> Try it
Could the entries below be transcribed word for word, with the pictures omitted?
== Material provided
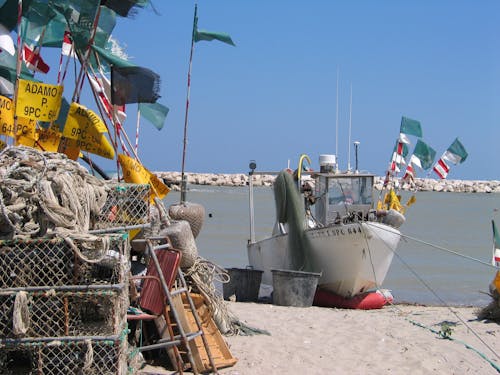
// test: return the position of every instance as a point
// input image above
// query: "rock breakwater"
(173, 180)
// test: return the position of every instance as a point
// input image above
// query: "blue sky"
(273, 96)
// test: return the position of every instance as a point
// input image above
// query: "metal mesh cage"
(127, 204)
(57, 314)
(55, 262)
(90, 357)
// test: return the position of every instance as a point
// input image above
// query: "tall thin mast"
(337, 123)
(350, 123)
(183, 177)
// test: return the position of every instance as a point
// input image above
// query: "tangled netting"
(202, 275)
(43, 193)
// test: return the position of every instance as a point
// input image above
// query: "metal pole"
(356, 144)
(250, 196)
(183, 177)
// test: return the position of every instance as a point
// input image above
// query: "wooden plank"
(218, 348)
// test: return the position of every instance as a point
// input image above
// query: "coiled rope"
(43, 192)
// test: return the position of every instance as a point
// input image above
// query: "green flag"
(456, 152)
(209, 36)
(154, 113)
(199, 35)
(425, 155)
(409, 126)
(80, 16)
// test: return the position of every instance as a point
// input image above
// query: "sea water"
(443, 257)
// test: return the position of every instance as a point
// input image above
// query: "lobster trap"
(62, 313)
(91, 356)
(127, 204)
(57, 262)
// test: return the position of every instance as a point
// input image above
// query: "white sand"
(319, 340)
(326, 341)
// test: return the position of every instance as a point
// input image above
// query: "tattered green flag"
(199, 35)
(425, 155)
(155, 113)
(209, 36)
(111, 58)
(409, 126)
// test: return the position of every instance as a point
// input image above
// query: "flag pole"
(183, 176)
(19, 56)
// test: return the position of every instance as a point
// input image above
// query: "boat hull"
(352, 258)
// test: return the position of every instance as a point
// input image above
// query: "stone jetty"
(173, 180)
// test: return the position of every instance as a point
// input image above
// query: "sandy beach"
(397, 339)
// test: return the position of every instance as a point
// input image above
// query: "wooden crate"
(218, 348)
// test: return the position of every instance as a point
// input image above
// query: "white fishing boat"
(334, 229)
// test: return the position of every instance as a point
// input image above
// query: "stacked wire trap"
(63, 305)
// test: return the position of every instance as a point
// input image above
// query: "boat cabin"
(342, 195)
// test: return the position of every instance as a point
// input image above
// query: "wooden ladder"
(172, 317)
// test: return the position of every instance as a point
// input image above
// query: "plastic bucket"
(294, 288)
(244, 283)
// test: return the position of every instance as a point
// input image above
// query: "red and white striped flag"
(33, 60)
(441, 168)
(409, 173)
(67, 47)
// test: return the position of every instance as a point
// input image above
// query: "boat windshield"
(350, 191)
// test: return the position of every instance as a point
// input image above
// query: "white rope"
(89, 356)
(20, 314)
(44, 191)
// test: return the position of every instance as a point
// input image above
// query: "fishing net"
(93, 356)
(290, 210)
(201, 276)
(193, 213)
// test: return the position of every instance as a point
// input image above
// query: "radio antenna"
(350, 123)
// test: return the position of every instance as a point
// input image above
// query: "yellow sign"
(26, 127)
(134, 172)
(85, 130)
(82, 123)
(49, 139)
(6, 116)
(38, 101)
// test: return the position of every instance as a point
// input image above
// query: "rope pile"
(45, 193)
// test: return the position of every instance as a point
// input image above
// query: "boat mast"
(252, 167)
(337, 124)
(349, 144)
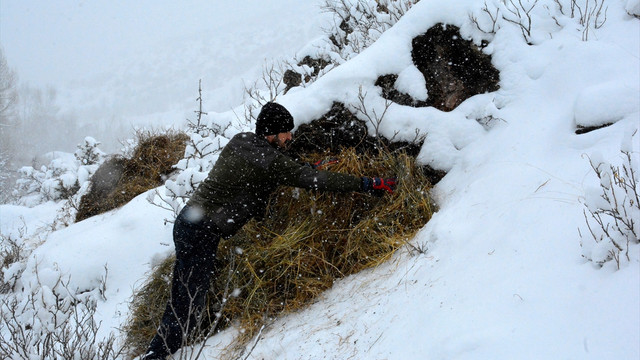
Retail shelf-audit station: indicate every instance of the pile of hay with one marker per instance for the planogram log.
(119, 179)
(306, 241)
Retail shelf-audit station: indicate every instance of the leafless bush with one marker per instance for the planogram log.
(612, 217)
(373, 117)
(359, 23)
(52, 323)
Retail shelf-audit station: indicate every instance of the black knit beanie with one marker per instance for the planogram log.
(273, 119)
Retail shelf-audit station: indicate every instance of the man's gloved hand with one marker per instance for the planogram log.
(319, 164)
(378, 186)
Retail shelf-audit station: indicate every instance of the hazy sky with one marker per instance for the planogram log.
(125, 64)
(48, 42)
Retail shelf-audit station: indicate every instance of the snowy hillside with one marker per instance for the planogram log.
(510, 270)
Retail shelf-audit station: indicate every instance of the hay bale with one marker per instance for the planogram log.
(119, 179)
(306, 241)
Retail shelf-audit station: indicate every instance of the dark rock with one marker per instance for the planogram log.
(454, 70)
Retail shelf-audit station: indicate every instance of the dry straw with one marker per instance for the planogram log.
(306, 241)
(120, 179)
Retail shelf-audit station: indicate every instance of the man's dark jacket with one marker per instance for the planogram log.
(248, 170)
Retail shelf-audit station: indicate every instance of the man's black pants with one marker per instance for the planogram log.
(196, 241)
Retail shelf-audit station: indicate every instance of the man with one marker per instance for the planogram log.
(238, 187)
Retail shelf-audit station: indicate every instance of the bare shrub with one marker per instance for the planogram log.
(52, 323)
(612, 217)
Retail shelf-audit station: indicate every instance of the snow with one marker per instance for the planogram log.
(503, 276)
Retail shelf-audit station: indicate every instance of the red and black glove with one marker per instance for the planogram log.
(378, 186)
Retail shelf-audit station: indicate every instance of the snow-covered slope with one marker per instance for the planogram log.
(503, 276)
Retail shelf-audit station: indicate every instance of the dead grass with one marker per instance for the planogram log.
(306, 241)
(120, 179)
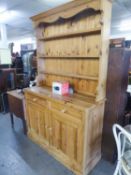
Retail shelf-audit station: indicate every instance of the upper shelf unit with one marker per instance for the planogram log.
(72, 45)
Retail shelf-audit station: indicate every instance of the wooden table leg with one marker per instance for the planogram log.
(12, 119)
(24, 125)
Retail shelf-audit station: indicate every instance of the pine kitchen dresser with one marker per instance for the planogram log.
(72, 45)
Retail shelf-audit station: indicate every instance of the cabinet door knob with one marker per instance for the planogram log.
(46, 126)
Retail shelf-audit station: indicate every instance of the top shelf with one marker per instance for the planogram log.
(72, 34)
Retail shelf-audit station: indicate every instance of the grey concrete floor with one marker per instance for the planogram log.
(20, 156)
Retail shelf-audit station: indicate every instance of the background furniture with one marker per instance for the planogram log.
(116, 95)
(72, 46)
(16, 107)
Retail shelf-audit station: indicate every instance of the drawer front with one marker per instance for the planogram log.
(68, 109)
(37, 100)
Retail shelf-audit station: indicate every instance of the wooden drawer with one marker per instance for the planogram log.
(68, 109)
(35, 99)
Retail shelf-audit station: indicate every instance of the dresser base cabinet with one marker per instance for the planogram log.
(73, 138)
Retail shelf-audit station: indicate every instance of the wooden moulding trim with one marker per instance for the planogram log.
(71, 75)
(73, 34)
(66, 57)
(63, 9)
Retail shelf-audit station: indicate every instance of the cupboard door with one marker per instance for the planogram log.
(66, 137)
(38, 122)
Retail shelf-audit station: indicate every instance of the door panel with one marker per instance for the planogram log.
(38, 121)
====
> Written solution
// test: return the position of every instance as a point
// input image above
// query: "rock breakwater"
(173, 180)
// test: return the position of every instance as a point
// input image above
// query: "blue sky"
(273, 96)
// test: return the position of every instance as a point
// input image above
// query: "metal mesh cage"
(127, 204)
(57, 314)
(55, 262)
(90, 357)
// test: return the position of every instance as a point
// input image above
// query: "tall thin mast"
(337, 123)
(350, 123)
(183, 177)
// test: return the position of every instance as a point
// input image above
// query: "tangled netting"
(202, 275)
(43, 193)
// test: return the position of every instance as a point
// input image above
// query: "metal pole"
(356, 144)
(250, 196)
(183, 177)
// test: return the position of every instance as a point
// input image above
// query: "wooden plank"
(218, 348)
// test: return the position of every instance as a point
// input image above
// query: "coiled rope"
(43, 192)
// test: return the position of every instance as a point
// input image above
// query: "green flag"
(456, 152)
(209, 36)
(154, 113)
(199, 35)
(425, 155)
(409, 126)
(80, 16)
// test: return the position of every instance as a point
// input image above
// query: "sea water"
(443, 257)
// test: return the position of every instance as a point
// input image above
// query: "lobster trap"
(62, 313)
(91, 356)
(127, 204)
(57, 262)
// test: return the position of every instance as a point
// input image above
// query: "white sand"
(319, 340)
(326, 341)
// test: return the position of every instance as a point
// input image above
// query: "tattered green flag"
(199, 35)
(425, 155)
(155, 113)
(209, 36)
(111, 58)
(409, 126)
// test: return the position of every instance as a point
// input image above
// query: "flag pole"
(183, 176)
(19, 56)
// test: return the position of every instance as a point
// input image above
// query: "boat hull"
(352, 258)
// test: return the position of every instance as a point
// input image above
// query: "stone jetty"
(173, 180)
// test: return the position of every instance as a point
// input image above
// query: "sandy beach"
(397, 339)
// test: return the position of every instance as a point
// input image above
// query: "wooden crate"
(218, 348)
// test: return the position of every instance as a point
// input image above
// query: "white fishing boat"
(334, 229)
// test: return the position of every instance as a point
// input image above
// query: "stacked wire trap"
(63, 305)
// test: return the position of every instance as a point
// input image above
// query: "boat cabin"
(342, 195)
// test: return the position of every instance as a point
// input image above
// query: "wooden ladder"
(172, 317)
// test: return the position of every instance as a point
// input image above
// query: "plastic bucket"
(294, 288)
(244, 283)
// test: return the position of every instance as a point
// input image above
// query: "red and white striped flag"
(33, 60)
(441, 168)
(409, 173)
(67, 47)
// test: return the position of every instance as a point
// input image above
// query: "boat windshield"
(350, 191)
// test: return the position of every instance as a point
// input image above
// query: "white rope"
(89, 356)
(20, 314)
(44, 191)
// test: return the position of every instance as a point
// input image above
// query: "fishing net"
(93, 356)
(290, 210)
(201, 276)
(193, 213)
// test: return the position of every instance as a point
// input image above
// query: "radio antenna"
(350, 123)
// test: return the position of every instance as a point
// input image above
// query: "yellow sign"
(26, 127)
(134, 172)
(85, 130)
(82, 123)
(49, 139)
(6, 116)
(38, 101)
// test: return the position of every instance as a point
// input image above
// query: "rope pile"
(45, 193)
// test: return the position of every instance as a point
// input image above
// query: "boat mast"
(252, 167)
(337, 124)
(349, 144)
Retail shelf-audit station: indicate every instance of the pile of hay with one marker per instance for the planogram log.
(119, 179)
(306, 241)
Retail shelf-audit station: indicate every instance of the leafless bush with one marker per instance for the planogram log.
(612, 217)
(373, 117)
(359, 23)
(52, 323)
Retail shelf-audit station: indicate every instance of the black knit beanie with one marker per instance for the planogram log.
(273, 119)
Retail shelf-audit station: indicate every instance of the man's gloved hand with one marker per instance for the planogram log.
(319, 164)
(378, 186)
Retail shelf-audit station: indicate every instance of the hazy sky with one marker per instance for the planogram log.
(125, 64)
(48, 42)
Retail shelf-audit station: indicate every instance of the snowy hillside with one marker per instance for the planogram log.
(510, 270)
Retail shelf-audit station: indicate every instance of the hay bale with one marker per instance for the planogram log.
(119, 179)
(306, 241)
Retail shelf-audit station: indicate every instance of the dark rock with one marker per instance for the planogram log.
(454, 70)
Retail shelf-audit station: indicate every instance of the dry straw with one marker per instance for the planogram log.
(306, 241)
(120, 179)
Retail shelf-audit station: indicate every instance of the man's dark jacket with one marker per instance for the planogram log.
(248, 170)
Retail shelf-audit station: indicate every instance of the man's black pants with one marker per instance for the planogram log.
(196, 241)
Retail shelf-audit station: indicate every instance of the man with one marker per instance for the planogram log.
(238, 187)
Retail shelf-audit station: indicate every instance of the bare shrub with one marker per instance for the planogram log.
(52, 323)
(612, 217)
Retail shelf-audit station: indicate every instance of the snow with one marker per instance for the planogram log.
(503, 276)
Retail shelf-audit station: indicate every instance of the red and black glove with one marker per instance for the planogram log.
(378, 186)
Retail shelf-audit station: indicate every instance of the snow-covered slope with one marker per instance for the planogram log.
(503, 276)
Retail shelf-audit station: indicate every instance of the dead grass with one marker per instance for the planogram log.
(306, 241)
(120, 179)
Retail shelf-audit station: indicate every instance of the upper shelf unit with one marker per instance for the planogram log.
(72, 45)
Retail shelf-audit station: indicate every instance of the wooden table leg with one marker per instance for the planogram log.
(12, 119)
(24, 125)
Retail shelf-audit station: indicate every instance of the pine kitchen dresser with one marker per instance for the planogram log.
(72, 45)
Retail shelf-audit station: indicate every instance of the cabinet door knob with one marker per instance for the planogram log.
(46, 126)
Retail shelf-audit station: indicate every instance of the top shelf with one marker per instance for the planogram log.
(72, 34)
Retail shelf-audit station: indicate every instance of the grey concrete floor with one marker per instance for the planogram log.
(20, 156)
Retail shelf-audit station: indicate every instance of the background furniture with one marker per instance for the planogram log.
(116, 95)
(72, 46)
(16, 107)
Retail shelf-audit station: indicate every instance of the drawer front with one marker per instance for the planogram log.
(68, 109)
(37, 100)
Retail shelf-audit station: indicate every instance of the wooden drawer with one marker per instance for the planogram log.
(68, 109)
(35, 99)
Retail shelf-audit station: indicate every instance of the dresser base cabinet with one marker per instance for the planogram log.
(73, 138)
Retail shelf-audit station: indicate every instance of the wooden moulding trim with one marker per instance for the planogram log.
(71, 75)
(73, 34)
(66, 57)
(63, 9)
Retail shelf-audit station: indicate every instance of the cupboard door with one marker per instance for the planogram log.
(66, 137)
(38, 122)
Retail shelf-audit station: indicate every instance of the door panel with one marker per instance for the planogram log.
(38, 121)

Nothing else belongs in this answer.